* WHAT YOU HAVE TO DO
Set out every line of the records below as a Markdown table with the columns Row and Line, numbering the rows and leaving out any blank lines.

* RECORDS TO USE
..............................

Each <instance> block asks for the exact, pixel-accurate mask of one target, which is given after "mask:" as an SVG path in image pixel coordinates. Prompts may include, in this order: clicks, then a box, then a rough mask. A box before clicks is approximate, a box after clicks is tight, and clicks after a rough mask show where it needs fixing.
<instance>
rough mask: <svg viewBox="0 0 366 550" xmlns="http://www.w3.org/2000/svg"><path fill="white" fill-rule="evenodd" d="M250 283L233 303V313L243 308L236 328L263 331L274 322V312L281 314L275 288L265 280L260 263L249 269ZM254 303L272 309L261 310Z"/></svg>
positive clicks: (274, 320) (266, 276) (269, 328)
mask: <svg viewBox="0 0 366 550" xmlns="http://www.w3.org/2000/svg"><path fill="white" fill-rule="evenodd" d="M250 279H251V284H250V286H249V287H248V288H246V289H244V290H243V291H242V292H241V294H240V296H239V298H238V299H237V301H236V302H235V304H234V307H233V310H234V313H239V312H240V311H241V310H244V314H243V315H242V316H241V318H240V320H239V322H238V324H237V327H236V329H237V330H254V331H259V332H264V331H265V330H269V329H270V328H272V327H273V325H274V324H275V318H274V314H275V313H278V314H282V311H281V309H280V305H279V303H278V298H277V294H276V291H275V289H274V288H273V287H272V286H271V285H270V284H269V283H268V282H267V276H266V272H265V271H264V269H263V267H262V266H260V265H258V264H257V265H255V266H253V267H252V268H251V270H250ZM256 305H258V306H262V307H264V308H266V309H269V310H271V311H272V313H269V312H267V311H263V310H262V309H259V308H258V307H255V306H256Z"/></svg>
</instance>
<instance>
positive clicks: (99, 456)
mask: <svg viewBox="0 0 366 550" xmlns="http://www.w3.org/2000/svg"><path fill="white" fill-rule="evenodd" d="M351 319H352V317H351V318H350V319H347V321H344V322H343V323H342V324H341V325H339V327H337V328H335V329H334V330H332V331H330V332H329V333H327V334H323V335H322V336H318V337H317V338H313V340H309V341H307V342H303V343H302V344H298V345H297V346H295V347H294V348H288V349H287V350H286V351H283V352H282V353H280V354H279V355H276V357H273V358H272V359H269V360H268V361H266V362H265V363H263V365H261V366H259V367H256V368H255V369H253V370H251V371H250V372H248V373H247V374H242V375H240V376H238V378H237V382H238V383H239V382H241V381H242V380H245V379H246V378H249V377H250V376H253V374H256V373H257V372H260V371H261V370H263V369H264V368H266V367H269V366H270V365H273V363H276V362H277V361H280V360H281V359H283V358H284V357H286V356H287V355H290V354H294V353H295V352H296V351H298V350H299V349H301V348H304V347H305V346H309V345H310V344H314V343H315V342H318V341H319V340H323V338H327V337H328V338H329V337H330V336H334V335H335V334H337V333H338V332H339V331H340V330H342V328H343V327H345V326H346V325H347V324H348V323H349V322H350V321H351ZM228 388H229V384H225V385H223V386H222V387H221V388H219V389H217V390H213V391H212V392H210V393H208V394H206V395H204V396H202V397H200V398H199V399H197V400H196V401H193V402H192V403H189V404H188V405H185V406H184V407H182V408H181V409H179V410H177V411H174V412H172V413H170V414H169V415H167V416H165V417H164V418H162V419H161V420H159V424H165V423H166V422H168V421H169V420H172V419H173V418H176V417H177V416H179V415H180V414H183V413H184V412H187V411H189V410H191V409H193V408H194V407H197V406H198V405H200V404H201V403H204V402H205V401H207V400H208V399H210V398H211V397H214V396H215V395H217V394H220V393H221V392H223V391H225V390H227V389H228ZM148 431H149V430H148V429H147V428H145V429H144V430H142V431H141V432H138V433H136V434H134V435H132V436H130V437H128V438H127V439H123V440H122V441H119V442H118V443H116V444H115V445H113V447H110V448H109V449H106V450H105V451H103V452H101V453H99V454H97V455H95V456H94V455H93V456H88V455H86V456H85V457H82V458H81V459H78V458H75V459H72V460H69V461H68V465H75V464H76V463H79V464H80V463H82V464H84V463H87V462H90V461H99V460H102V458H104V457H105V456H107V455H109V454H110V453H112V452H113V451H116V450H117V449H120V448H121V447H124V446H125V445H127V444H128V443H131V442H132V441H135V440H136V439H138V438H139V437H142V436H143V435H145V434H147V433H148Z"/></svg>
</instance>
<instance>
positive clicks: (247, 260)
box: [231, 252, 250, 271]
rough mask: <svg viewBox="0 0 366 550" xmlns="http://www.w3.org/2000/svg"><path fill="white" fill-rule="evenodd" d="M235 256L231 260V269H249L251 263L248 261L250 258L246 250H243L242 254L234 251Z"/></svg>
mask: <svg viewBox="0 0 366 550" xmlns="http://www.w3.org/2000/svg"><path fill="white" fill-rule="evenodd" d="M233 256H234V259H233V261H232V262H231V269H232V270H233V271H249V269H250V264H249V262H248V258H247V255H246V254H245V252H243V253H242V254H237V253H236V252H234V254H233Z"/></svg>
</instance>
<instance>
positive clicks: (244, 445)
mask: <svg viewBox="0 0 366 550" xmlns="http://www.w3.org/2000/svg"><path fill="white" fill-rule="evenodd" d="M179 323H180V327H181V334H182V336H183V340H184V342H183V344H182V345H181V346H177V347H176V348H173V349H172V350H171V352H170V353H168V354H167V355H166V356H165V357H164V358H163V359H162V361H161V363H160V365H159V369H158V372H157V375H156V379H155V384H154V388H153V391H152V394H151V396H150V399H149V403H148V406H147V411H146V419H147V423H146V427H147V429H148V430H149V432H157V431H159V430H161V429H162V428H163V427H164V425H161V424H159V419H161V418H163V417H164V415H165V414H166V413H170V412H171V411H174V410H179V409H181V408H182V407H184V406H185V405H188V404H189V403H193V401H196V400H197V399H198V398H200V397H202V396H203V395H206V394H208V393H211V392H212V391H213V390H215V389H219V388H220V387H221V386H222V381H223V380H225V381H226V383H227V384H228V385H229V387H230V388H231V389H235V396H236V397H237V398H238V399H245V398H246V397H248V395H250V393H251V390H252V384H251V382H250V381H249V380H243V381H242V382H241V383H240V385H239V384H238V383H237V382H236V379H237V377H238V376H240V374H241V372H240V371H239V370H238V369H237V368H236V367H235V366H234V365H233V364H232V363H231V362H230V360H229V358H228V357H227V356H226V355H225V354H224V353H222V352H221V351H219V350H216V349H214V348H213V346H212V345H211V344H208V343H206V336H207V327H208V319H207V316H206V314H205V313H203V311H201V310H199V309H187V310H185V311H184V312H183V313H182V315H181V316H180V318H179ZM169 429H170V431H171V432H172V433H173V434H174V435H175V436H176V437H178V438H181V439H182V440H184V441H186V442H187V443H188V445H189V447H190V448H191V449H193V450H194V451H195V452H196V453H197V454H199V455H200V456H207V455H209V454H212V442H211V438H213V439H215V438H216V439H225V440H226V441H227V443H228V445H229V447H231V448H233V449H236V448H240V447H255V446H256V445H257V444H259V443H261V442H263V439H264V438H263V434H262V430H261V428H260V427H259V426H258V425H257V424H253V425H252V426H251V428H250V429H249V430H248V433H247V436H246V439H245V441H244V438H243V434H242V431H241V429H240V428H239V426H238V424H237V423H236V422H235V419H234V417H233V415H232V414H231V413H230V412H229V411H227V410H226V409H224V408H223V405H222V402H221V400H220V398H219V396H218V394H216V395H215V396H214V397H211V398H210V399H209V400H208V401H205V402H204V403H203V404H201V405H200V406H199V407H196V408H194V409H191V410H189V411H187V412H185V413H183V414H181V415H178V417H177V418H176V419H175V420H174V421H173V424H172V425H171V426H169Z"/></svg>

..............................

* RESPONSE TO THE TASK
| Row | Line |
|---|---|
| 1 | Each <instance> block asks for the exact, pixel-accurate mask of one target, which is given after "mask:" as an SVG path in image pixel coordinates. Prompts may include, in this order: clicks, then a box, then a rough mask. A box before clicks is approximate, a box after clicks is tight, and clicks after a rough mask show where it needs fixing. |
| 2 | <instance> |
| 3 | rough mask: <svg viewBox="0 0 366 550" xmlns="http://www.w3.org/2000/svg"><path fill="white" fill-rule="evenodd" d="M250 283L233 303V313L243 308L236 328L263 331L274 322V312L281 314L275 288L265 280L260 263L249 269ZM254 303L272 309L261 310Z"/></svg> |
| 4 | positive clicks: (274, 320) (266, 276) (269, 328) |
| 5 | mask: <svg viewBox="0 0 366 550" xmlns="http://www.w3.org/2000/svg"><path fill="white" fill-rule="evenodd" d="M250 279H251V284H250V286H249V287H248V288H246V289H244V290H243V291H242V292H241V294H240V296H239V298H238V299H237V301H236V302H235V304H234V307H233V310H234V313H239V312H240V311H241V310H244V314H243V315H242V316H241V318H240V320H239V322H238V324H237V327H236V329H237V330H254V331H259V332H264V331H265V330H269V329H270V328H272V327H273V325H274V324H275V318H274V314H275V313H278V314H282V311H281V309H280V305H279V303H278V298H277V294H276V291H275V289H274V288H273V287H272V286H271V285H270V284H269V283H268V282H267V276H266V272H265V271H264V269H263V267H262V266H260V265H258V264H257V265H255V266H253V267H252V268H251V270H250ZM256 305H258V306H262V307H264V308H266V309H269V310H271V311H272V313H269V312H267V311H263V310H262V309H259V308H258V307H255V306H256Z"/></svg> |
| 6 | </instance> |
| 7 | <instance> |
| 8 | positive clicks: (99, 456) |
| 9 | mask: <svg viewBox="0 0 366 550" xmlns="http://www.w3.org/2000/svg"><path fill="white" fill-rule="evenodd" d="M351 319H352V317H351V318H350V319H347V321H344V322H343V323H342V324H341V325H339V327H337V328H335V329H334V330H332V331H330V332H329V333H327V334H323V335H322V336H318V337H317V338H313V340H309V341H307V342H303V343H302V344H298V345H297V346H295V347H294V348H288V349H287V350H286V351H283V352H282V353H280V354H279V355H276V357H273V358H272V359H269V360H268V361H266V362H265V363H263V365H261V366H259V367H256V368H255V369H253V370H251V371H250V372H248V373H247V374H242V375H240V376H238V378H237V382H238V383H239V382H241V381H242V380H245V379H246V378H249V377H250V376H253V374H256V373H257V372H260V371H261V370H263V369H264V368H266V367H269V366H270V365H273V363H276V362H277V361H280V360H281V359H283V358H284V357H286V356H287V355H290V354H294V353H295V352H296V351H298V350H299V349H301V348H304V347H305V346H309V345H310V344H314V343H315V342H318V341H319V340H323V338H327V337H328V338H329V337H330V336H334V335H335V334H337V333H338V332H339V331H340V330H342V328H343V327H345V326H346V325H347V324H348V323H349V322H350V321H351ZM228 388H229V384H225V385H223V386H222V387H221V388H219V389H217V390H213V391H212V392H210V393H208V394H206V395H204V396H202V397H200V398H199V399H197V400H196V401H193V402H192V403H189V404H188V405H185V406H184V407H182V408H181V409H179V410H177V411H174V412H172V413H170V414H169V415H167V416H165V417H164V418H162V419H161V420H159V424H165V423H166V422H168V421H169V420H172V419H173V418H176V417H177V416H179V415H180V414H183V413H184V412H187V411H189V410H191V409H193V408H194V407H197V406H198V405H200V404H201V403H204V402H205V401H207V400H208V399H210V398H211V397H214V396H215V395H217V394H220V393H221V392H223V391H225V390H227V389H228ZM148 431H149V430H148V429H147V428H145V429H144V430H142V431H141V432H138V433H136V434H134V435H132V436H130V437H128V438H127V439H123V440H122V441H119V442H118V443H116V444H115V445H113V447H110V448H109V449H106V450H105V451H103V452H101V453H99V454H97V455H95V456H94V455H93V456H88V455H86V456H85V457H82V458H81V459H78V458H75V459H72V460H69V461H68V465H75V464H76V463H79V464H80V463H82V464H84V463H87V462H90V461H99V460H102V458H104V457H105V456H107V455H109V454H110V453H112V452H113V451H116V450H117V449H120V448H121V447H124V446H125V445H127V444H128V443H131V442H132V441H135V440H136V439H138V438H139V437H142V436H143V435H145V434H147V433H148Z"/></svg> |
| 10 | </instance> |
| 11 | <instance> |
| 12 | positive clicks: (247, 260) |
| 13 | box: [231, 252, 250, 271] |
| 14 | rough mask: <svg viewBox="0 0 366 550" xmlns="http://www.w3.org/2000/svg"><path fill="white" fill-rule="evenodd" d="M235 256L231 260V269H249L251 263L248 261L250 258L246 250H243L242 254L234 251Z"/></svg> |
| 15 | mask: <svg viewBox="0 0 366 550" xmlns="http://www.w3.org/2000/svg"><path fill="white" fill-rule="evenodd" d="M233 256H234V259H233V261H232V262H231V269H232V270H233V271H249V269H250V264H249V262H248V258H247V255H246V254H245V252H243V253H242V254H237V253H236V252H234V254H233Z"/></svg> |
| 16 | </instance> |
| 17 | <instance> |
| 18 | positive clicks: (244, 445) |
| 19 | mask: <svg viewBox="0 0 366 550" xmlns="http://www.w3.org/2000/svg"><path fill="white" fill-rule="evenodd" d="M179 323H180V327H181V334H182V336H183V340H184V342H183V344H182V345H181V346H177V347H176V348H173V349H172V350H171V352H170V353H168V354H167V355H166V356H165V357H164V358H163V359H162V361H161V363H160V365H159V369H158V372H157V375H156V379H155V384H154V388H153V391H152V394H151V396H150V399H149V403H148V406H147V411H146V419H147V423H146V427H147V429H148V430H149V432H157V431H159V430H161V429H162V428H163V427H164V425H161V424H159V419H161V418H163V417H164V415H165V414H166V413H170V412H171V411H174V410H179V409H181V408H182V407H184V406H185V405H188V404H189V403H193V401H196V400H197V399H198V398H200V397H202V396H203V395H206V394H208V393H211V392H212V391H213V390H215V389H219V388H220V387H221V386H222V381H223V380H225V381H226V383H227V384H228V385H229V387H230V388H231V389H235V396H236V397H237V398H238V399H245V398H246V397H248V395H250V393H251V390H252V384H251V382H250V381H249V380H243V381H242V382H241V383H240V385H239V384H238V383H237V382H236V379H237V377H238V376H240V374H241V372H240V371H239V370H238V369H237V368H236V367H235V366H234V365H233V364H232V363H231V362H230V360H229V358H228V357H227V356H226V355H225V354H224V353H222V352H221V351H219V350H216V349H214V348H213V346H212V345H211V344H208V343H206V336H207V327H208V319H207V316H206V314H205V313H203V311H201V310H199V309H187V310H185V311H184V312H183V313H182V315H181V316H180V318H179ZM169 429H170V431H171V432H172V433H173V434H174V435H175V436H176V437H178V438H181V439H182V440H184V441H186V442H187V443H188V445H189V447H190V448H191V449H193V450H194V451H195V452H196V453H197V454H199V455H200V456H207V455H209V454H212V442H211V438H213V439H215V438H216V439H225V440H226V441H227V443H228V445H229V447H231V448H233V449H236V448H240V447H255V446H256V445H257V444H259V443H261V442H263V439H264V438H263V434H262V430H261V428H260V427H259V426H258V425H257V424H253V425H252V426H251V428H250V429H249V430H248V433H247V436H246V439H245V441H244V438H243V434H242V431H241V429H240V428H239V426H238V424H237V423H236V422H235V419H234V417H233V415H232V414H231V413H230V412H229V411H227V410H226V409H224V408H223V405H222V402H221V400H220V398H219V396H218V394H216V395H215V396H214V397H211V398H210V399H209V400H208V401H205V402H204V403H203V404H201V405H200V406H199V407H196V408H194V409H191V410H189V411H187V412H185V413H183V414H181V415H178V417H177V418H176V419H175V420H174V421H173V424H172V425H171V426H169Z"/></svg> |